__TASKS AND EXERCISES__
a) In the Elastic Agent issue, what logic does the agent use when it "upgrades" to a lower version?
b) Please translate this sentence from the Elastic Agent issue into Spanish: "This capability is important for many enterprises as they always will require some mitigation from failure."
c) Write out everything in the Elastic Agent issue from "Now in some" down to "me honest here.", switching "catastrophic" to "severe".

__TEXT TO READ__
• • •

[Elastic Agent] Allow the binary upgrade action to also rollback the agent version to the previous working version/state

nimarezainia commented 2 years ago

Relates https://github.com/elastic/elastic-agent/issues/5543

Describe the enhancement: Today we have the option to upgrade the agents to a version greater than what the agent is at (as long as it's still below the stack version). However we have never developed/tested downgrading the agent to the previous working state.

This capability is important for many enterprises as they always will require some mitigation from failure.

Describe a specific use case for the enhancement or feature:

Consider the following:

Stack is upgraded from 8.11 to 8.13.2
The operator then starts upgrading the agents from 8.11 to 8.13.2
Once upgraded the agent misbehaves (due to a bug) and renders itself useless
Operator has no choice but to uninstall and re-install back to 8.11

In this case we want the operator to have the ability to "downgrade" the agent to the previous known (good) state via fleet UI.

[ ] https://github.com/elastic/elastic-agent/issues/4606

Now in some catastrophic error situation where the agent has lost connectivity we may not be able to perform this action.

Design

https://github.com/elastic/platform-ux-team/issues/299 (out dated design)

nimarezainia commented 1 year ago

https://github.com/elastic/kibana/issues/131801

pierrehilbert commented 11 months ago

Hey @nimarezainia, As discussed earlier today, according to me the work needs mostly to be done on Fleet side as we can already perform an upgrade to a previous version on the Agent side. cc: @cmacknz to keep me honest here.

cmacknz commented 11 months ago

As discussed earlier today, according to me the work needs mostly to be done on Fleet side as we can already perform an upgrade to a previous version on the Agent side.

The agent will "upgrade" to a lower version using the same logic it would use to upgrade to a newer version. The agent doesn't look at the version at all to determine what to do. So for the most part it works. I do think we need to add tests specifically for downgrades.

The new concern this introduces for the agent is the need for API compatibility when downgrading. We have made and will continue to make changes to the upgrade process, and until now have only been testing the forwards direction.

• • •

Extracted data entries:
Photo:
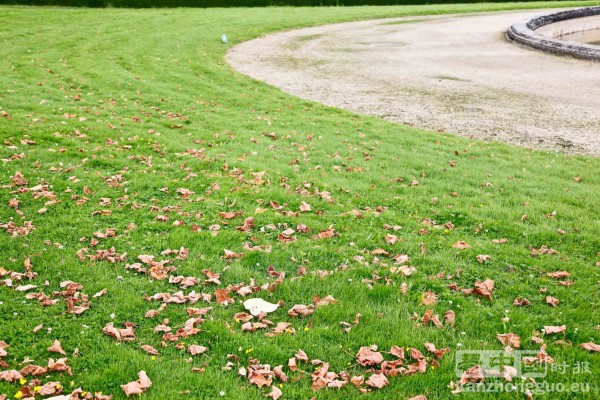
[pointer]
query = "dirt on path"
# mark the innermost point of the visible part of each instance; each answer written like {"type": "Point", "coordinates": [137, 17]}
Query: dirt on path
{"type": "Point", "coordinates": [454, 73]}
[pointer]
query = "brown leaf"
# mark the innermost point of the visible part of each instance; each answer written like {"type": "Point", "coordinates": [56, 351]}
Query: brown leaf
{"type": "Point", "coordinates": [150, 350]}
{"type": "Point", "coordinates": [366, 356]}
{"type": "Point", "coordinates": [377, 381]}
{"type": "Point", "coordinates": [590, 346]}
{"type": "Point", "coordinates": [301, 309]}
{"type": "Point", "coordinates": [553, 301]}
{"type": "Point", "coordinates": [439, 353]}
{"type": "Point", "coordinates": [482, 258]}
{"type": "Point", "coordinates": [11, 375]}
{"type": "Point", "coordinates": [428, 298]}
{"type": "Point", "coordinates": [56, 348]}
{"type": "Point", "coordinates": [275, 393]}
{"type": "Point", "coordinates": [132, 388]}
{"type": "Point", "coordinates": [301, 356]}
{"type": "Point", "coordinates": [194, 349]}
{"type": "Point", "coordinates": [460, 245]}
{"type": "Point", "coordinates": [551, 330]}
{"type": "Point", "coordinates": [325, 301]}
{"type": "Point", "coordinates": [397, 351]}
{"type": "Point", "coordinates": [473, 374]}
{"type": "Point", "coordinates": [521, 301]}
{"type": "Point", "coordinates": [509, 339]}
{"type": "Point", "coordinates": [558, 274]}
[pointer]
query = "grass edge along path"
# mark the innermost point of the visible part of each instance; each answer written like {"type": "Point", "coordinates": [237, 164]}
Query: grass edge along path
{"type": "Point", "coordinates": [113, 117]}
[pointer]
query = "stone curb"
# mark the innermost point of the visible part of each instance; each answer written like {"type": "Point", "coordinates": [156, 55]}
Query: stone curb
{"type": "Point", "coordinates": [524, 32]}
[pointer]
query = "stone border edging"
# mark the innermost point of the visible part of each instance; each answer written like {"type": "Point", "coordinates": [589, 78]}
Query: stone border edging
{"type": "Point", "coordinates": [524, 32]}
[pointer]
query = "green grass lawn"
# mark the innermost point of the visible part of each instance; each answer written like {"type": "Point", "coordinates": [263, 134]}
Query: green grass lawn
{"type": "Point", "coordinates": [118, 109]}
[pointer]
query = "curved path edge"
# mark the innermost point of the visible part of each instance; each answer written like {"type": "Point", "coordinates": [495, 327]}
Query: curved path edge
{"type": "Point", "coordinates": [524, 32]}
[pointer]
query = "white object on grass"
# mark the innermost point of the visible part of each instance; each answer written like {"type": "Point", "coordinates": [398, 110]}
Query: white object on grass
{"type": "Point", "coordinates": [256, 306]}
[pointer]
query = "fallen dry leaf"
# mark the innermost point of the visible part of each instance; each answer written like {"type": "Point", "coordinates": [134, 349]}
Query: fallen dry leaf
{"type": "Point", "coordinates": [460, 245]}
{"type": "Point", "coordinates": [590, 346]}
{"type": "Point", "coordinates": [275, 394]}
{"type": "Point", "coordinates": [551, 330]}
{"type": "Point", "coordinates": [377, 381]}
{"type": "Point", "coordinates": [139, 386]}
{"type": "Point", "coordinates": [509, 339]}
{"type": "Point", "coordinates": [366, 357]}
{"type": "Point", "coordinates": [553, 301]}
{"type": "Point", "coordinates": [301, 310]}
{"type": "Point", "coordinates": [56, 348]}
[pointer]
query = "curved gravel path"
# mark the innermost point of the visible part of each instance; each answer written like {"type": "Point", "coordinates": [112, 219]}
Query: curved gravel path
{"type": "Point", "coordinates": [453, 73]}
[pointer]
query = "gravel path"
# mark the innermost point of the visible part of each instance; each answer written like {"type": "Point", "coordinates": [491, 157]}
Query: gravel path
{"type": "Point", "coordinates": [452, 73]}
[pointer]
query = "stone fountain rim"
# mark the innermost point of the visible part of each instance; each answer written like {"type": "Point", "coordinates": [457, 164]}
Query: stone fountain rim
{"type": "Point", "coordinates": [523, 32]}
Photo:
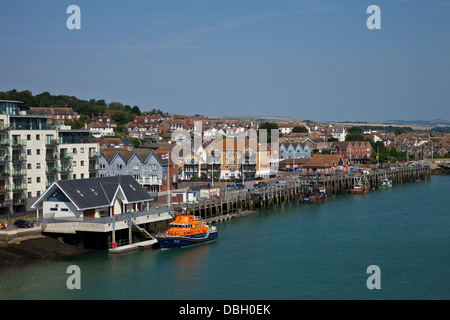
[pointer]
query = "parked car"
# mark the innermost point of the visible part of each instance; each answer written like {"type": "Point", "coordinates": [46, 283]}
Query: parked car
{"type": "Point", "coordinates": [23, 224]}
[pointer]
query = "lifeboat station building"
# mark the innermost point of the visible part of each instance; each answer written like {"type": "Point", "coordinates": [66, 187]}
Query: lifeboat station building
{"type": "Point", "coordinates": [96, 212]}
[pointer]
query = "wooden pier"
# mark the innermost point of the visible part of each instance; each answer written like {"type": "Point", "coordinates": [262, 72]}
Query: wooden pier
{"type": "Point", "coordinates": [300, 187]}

• • •

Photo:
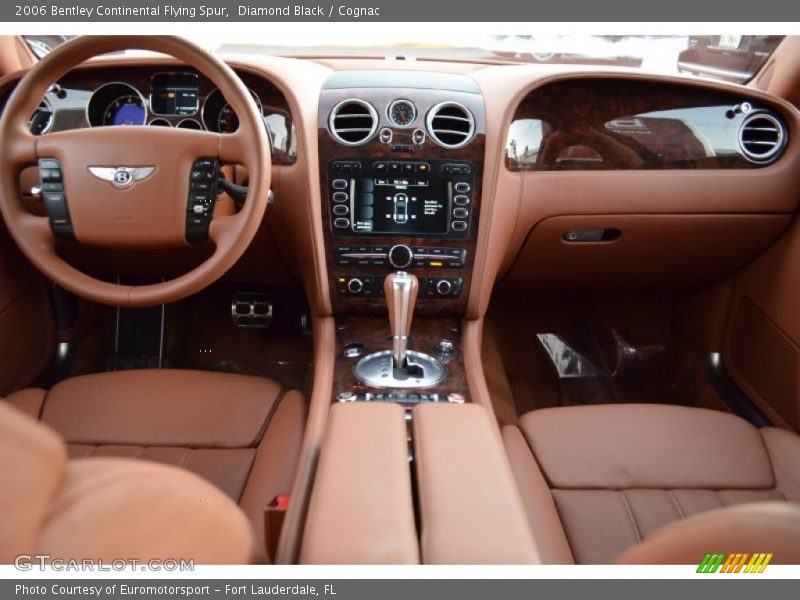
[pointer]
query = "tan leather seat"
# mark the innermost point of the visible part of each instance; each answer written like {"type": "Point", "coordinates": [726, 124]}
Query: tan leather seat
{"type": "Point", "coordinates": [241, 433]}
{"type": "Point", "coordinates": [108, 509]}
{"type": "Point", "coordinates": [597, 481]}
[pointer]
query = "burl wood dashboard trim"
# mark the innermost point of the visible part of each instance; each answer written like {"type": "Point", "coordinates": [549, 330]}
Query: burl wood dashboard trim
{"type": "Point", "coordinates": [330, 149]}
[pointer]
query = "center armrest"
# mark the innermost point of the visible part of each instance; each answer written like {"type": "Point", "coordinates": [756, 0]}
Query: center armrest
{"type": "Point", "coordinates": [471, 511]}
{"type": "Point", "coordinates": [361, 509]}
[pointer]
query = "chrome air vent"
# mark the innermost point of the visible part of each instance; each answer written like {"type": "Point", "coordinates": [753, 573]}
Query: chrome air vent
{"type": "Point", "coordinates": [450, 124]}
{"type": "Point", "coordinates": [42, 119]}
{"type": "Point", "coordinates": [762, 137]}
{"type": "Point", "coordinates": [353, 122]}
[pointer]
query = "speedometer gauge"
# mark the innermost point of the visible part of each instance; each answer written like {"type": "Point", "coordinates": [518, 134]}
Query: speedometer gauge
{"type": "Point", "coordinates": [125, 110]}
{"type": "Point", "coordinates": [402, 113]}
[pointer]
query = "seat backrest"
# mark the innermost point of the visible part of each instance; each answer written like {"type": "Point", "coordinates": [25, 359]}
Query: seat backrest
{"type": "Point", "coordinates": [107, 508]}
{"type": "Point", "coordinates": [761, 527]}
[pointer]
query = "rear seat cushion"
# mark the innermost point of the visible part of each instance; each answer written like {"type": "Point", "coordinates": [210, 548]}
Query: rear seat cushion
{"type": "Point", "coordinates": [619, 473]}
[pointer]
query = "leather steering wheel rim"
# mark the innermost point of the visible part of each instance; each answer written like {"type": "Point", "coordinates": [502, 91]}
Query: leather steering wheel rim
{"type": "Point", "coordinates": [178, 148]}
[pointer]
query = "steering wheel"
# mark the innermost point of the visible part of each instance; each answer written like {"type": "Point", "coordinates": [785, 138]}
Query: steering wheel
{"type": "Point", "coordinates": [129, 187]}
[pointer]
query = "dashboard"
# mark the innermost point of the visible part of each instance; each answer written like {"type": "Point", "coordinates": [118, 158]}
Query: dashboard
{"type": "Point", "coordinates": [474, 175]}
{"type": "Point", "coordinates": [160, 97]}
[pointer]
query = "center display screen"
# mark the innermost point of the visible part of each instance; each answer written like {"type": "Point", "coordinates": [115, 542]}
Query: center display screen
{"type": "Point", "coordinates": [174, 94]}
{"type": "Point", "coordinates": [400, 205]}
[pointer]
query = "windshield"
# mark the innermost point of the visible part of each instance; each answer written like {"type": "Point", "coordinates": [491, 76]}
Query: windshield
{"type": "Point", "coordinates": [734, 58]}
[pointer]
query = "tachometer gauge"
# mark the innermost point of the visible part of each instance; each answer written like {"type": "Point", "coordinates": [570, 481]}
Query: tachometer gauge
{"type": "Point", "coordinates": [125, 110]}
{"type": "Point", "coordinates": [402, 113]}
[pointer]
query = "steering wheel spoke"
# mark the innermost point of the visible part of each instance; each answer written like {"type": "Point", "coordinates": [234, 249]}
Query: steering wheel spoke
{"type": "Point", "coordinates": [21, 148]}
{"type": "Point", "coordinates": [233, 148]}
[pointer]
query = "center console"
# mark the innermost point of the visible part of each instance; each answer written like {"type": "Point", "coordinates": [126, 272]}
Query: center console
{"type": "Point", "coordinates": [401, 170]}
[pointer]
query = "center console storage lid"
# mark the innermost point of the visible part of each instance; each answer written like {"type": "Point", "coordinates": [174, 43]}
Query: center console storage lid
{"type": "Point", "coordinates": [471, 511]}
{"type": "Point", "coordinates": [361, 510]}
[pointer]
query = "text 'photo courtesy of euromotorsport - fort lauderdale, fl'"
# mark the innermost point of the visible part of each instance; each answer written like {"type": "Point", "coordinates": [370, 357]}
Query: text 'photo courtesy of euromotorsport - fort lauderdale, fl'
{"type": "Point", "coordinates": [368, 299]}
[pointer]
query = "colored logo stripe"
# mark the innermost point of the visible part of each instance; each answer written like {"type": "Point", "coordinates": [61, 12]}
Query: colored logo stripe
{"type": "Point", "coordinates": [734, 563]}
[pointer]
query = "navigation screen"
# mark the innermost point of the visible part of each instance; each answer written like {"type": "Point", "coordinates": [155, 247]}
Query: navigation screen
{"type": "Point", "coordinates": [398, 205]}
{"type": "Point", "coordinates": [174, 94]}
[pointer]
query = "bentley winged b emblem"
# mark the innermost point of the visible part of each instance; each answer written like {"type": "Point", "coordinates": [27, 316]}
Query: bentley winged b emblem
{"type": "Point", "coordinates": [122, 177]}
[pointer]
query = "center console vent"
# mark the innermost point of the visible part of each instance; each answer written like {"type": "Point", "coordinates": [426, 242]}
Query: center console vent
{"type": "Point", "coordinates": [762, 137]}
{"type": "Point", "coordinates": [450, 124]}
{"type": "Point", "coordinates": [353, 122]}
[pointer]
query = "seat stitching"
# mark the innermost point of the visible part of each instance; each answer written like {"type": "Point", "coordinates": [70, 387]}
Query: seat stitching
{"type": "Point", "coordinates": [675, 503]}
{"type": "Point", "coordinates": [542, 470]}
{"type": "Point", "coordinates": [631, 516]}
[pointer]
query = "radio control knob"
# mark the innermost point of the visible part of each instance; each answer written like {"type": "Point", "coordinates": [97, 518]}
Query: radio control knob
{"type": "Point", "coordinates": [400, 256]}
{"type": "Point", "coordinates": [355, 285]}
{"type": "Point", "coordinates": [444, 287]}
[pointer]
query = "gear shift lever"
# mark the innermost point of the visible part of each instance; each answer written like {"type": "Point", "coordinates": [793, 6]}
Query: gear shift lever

• • •

__SOLVED PROBLEMS__
a) It uses the same logic it would use to upgrade to a newer version.

b) Esta capacidad es importante para muchas empresas, ya que siempre necesitarán alguna forma de mitigación ante fallos.

c)
Now in some severe error situation where the agent has lost connectivity we may not be able to perform this action.

Design

https://github.com/elastic/platform-ux-team/issues/299 (out dated design)

nimarezainia commented 1 year ago

https://github.com/elastic/kibana/issues/131801

pierrehilbert commented 11 months ago

Hey @nimarezainia, As discussed earlier today, according to me the work needs mostly to be done on Fleet side as we can already perform an upgrade to a previous version on the Agent side. cc: @cmacknz to keep me honest here.